Task to complete>
Write the data out again, exactly as given.

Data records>
——

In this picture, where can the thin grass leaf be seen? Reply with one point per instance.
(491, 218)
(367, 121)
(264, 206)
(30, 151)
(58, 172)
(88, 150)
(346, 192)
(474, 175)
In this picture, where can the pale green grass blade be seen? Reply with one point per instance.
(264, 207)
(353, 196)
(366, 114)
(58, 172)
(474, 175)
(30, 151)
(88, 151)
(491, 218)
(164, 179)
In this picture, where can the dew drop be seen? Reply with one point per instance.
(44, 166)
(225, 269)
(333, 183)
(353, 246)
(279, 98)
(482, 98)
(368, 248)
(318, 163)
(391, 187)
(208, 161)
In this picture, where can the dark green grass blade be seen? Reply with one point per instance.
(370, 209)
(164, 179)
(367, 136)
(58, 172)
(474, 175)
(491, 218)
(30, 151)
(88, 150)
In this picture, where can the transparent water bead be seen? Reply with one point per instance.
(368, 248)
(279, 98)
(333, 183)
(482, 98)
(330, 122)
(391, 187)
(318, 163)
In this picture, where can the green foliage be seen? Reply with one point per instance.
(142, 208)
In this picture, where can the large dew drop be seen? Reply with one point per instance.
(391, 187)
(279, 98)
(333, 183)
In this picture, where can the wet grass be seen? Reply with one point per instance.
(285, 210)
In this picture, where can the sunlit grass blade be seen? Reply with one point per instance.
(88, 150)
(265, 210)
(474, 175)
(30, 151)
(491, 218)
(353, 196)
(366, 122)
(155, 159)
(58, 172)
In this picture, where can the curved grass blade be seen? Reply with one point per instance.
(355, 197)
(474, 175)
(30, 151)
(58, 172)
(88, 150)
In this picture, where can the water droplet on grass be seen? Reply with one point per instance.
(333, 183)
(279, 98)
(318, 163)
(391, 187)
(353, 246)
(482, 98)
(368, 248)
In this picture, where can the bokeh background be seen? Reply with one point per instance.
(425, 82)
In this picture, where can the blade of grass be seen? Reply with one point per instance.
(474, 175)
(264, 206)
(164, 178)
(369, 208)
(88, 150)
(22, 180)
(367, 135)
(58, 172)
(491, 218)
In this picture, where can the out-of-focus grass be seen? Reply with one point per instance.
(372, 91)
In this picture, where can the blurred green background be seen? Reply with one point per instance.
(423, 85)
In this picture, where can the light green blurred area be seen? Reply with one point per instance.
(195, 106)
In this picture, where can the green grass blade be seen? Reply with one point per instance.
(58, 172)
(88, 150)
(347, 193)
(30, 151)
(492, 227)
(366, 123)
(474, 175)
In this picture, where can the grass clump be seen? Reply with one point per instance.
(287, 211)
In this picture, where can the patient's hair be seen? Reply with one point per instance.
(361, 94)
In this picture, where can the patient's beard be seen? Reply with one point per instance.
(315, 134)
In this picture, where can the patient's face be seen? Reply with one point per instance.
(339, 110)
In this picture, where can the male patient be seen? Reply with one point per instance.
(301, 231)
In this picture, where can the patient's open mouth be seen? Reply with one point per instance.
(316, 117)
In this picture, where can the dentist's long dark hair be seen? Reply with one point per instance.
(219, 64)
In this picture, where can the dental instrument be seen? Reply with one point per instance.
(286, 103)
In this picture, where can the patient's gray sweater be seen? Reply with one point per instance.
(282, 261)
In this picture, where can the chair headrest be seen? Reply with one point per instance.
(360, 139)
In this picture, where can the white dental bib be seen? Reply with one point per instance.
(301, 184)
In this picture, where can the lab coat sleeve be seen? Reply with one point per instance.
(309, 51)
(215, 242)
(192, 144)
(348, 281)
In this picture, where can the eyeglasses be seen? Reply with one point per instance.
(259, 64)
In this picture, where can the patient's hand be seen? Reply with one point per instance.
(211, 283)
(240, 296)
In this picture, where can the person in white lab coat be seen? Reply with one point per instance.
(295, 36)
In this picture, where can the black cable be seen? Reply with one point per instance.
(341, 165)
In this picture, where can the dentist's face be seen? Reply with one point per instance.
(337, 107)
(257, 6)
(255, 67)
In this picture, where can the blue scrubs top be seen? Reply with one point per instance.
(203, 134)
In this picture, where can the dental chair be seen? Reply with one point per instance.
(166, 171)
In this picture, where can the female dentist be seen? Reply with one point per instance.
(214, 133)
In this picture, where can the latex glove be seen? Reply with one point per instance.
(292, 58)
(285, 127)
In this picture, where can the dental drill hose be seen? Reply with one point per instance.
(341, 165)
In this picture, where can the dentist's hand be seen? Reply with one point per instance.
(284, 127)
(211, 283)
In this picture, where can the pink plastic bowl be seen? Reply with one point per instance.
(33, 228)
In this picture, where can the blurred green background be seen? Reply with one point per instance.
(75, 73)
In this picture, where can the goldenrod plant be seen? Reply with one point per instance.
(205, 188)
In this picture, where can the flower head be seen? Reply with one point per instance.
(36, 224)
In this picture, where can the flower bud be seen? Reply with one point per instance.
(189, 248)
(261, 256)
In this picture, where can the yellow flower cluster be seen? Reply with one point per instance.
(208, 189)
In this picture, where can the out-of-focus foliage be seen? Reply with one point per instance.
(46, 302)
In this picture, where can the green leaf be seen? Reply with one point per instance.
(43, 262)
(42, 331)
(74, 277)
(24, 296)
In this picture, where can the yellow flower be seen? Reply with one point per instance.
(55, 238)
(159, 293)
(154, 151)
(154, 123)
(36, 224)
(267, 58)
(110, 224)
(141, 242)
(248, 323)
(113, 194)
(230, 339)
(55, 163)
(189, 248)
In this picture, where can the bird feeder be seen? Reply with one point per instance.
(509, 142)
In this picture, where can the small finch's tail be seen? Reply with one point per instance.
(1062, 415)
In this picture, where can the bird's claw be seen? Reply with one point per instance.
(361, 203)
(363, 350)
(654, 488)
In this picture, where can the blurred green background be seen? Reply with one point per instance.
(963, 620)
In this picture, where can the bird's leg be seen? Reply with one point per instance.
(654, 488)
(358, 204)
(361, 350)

——

Exercise answer>
In this picture, where can the thin grass leaf be seen? Reply with one point per instance.
(491, 218)
(367, 121)
(264, 206)
(30, 151)
(58, 172)
(88, 150)
(346, 192)
(474, 175)
In this picture, where can the pale green grass blade be seen? Reply with one point per instance.
(264, 207)
(353, 196)
(366, 114)
(58, 172)
(474, 175)
(30, 151)
(88, 151)
(491, 218)
(164, 179)
In this picture, where can the dew drop be seen? Reply with one point per instance.
(44, 166)
(225, 269)
(333, 183)
(353, 246)
(279, 98)
(482, 98)
(368, 248)
(318, 163)
(391, 187)
(208, 161)
In this picture, where can the dark green grass blade be seen? Reply with one point per instance.
(370, 209)
(164, 179)
(367, 136)
(58, 172)
(474, 175)
(491, 218)
(30, 151)
(88, 150)
In this picture, where can the transparent water bead be seen? Reply with one point per instance.
(368, 248)
(279, 98)
(333, 183)
(482, 98)
(330, 122)
(391, 187)
(318, 163)
In this picture, where can the green foliage be seen? Reply with one point per instance.
(142, 208)
In this picture, where can the large dew drop be seen? Reply with one point per instance.
(391, 187)
(279, 98)
(333, 183)
In this picture, where can the wet grass be seen? Reply with one point per instance.
(285, 210)
In this picture, where can the sunlit grass blade be seen? Reply with one point per instance.
(88, 150)
(265, 210)
(474, 175)
(30, 151)
(491, 218)
(353, 196)
(366, 122)
(155, 159)
(58, 172)
In this picture, where can the curved grass blade be seen? Reply with one point per instance.
(355, 197)
(474, 175)
(30, 151)
(58, 172)
(88, 150)
In this picture, where can the water droplet on grass be seen? Reply with one point per instance.
(333, 183)
(279, 98)
(318, 163)
(391, 187)
(353, 246)
(482, 98)
(368, 248)
In this picture, where can the bokeh background be seen? Reply with one point per instance.
(425, 82)
In this picture, where can the blade of grass be seen? Reply with one point per instance.
(474, 175)
(264, 206)
(164, 178)
(369, 208)
(88, 150)
(22, 180)
(367, 135)
(58, 172)
(491, 218)
In this picture, where can the out-of-focus grass be seen? Reply with one point per instance.
(372, 91)
In this picture, where can the blurred green background be seen? Reply with one point per instance.
(423, 85)
In this picture, where can the light green blurred area be seen? Reply with one point per instance.
(195, 106)
In this picture, where can the green grass blade be seen? Reply with one point per instance.
(58, 172)
(88, 150)
(347, 193)
(30, 151)
(492, 227)
(366, 123)
(474, 175)
In this picture, where can the grass clump be seen? Reply with one point per instance.
(287, 211)
In this picture, where can the patient's hair be seen? Reply with one point per instance.
(361, 94)
In this picture, where can the patient's beard be seen? Reply with one point per instance.
(315, 134)
In this picture, where can the patient's face be seen? Reply with one point per instance.
(339, 110)
In this picture, where can the male patient be seen? Reply with one point per instance.
(301, 231)
In this picture, where can the patient's open mouth be seen? Reply with one point per instance.
(316, 117)
In this picture, where can the dentist's long dark hair be seen? Reply with one point per instance.
(219, 64)
In this picture, where can the dental instrument be seen? Reply with one point per instance.
(286, 103)
In this picture, where can the patient's gray sweater be seen? Reply with one point per instance.
(282, 261)
In this picture, where can the chair headrest be seen? Reply with one point per instance.
(360, 139)
In this picture, where can the white dental bib be seen? Reply with one point per instance.
(301, 184)
In this picture, where can the lab coat sleeve be seen? Reply with one point per instance.
(309, 51)
(215, 242)
(192, 144)
(348, 281)
In this picture, where can the eyeglasses be seen? Reply with one point per instance.
(259, 64)
In this picture, where can the patient's hand be seen? Reply with one point per instance.
(211, 283)
(240, 296)
In this picture, where can the person in white lab coat be seen? Reply with one point per instance.
(295, 36)
In this picture, where can the black cable be seen? Reply with one point per instance.
(341, 165)
In this picture, where can the dentist's face be seen? Reply with one point per instance.
(337, 107)
(257, 6)
(255, 67)
In this picture, where can the blue scrubs top be seen? Reply with one point per instance.
(203, 134)
In this picture, where can the dental chair be seen? Reply with one point per instance.
(166, 171)
In this picture, where can the female dentist be seen? Reply with one point per instance.
(214, 133)
In this picture, where can the latex glove be seen? Reply with one point per instance.
(292, 58)
(285, 127)
In this picture, where can the dental drill hose be seen? Reply with one point per instance.
(341, 165)
In this picture, where can the dentist's hand be seen? Reply with one point per instance.
(284, 127)
(211, 283)
In this picture, where can the pink plastic bowl be seen? Reply with one point per instance.
(33, 228)
In this picture, where can the blurred green background be seen? Reply with one point per instance.
(75, 73)
In this picture, where can the goldenrod plant be seen? Reply with one point per instance.
(205, 188)
In this picture, where can the flower head be seen? Reply with one point per instance.
(36, 224)
In this picture, where can the flower bud be seen? Reply with one point per instance.
(189, 248)
(261, 256)
In this picture, where can the yellow flower cluster be seen? Reply with one point per instance.
(208, 189)
In this picture, where can the out-of-focus foliage be seen? Reply with one point per instance.
(46, 302)
In this picture, where can the green leaf be seen? Reply with one point per instance.
(43, 262)
(42, 331)
(74, 277)
(24, 296)
In this picture, where can the yellow flower be seen? Reply with one point per instance.
(55, 238)
(159, 293)
(154, 151)
(154, 123)
(36, 224)
(267, 58)
(110, 224)
(141, 242)
(248, 323)
(113, 194)
(230, 339)
(55, 163)
(189, 248)
In this picture, where can the bird feeder be seen? Reply with one point per instance.
(509, 142)
In this picture, where can the small finch's tail be seen? Reply with one point per instance.
(1062, 415)
In this picture, where can the bird's claw be seen? Reply with one point per instance.
(361, 203)
(363, 350)
(654, 488)
In this picture, where can the blurred green background be seen? Reply with one point per instance.
(963, 620)
In this picture, where can the bird's leg be seen? Reply with one point per instance.
(654, 488)
(358, 204)
(361, 350)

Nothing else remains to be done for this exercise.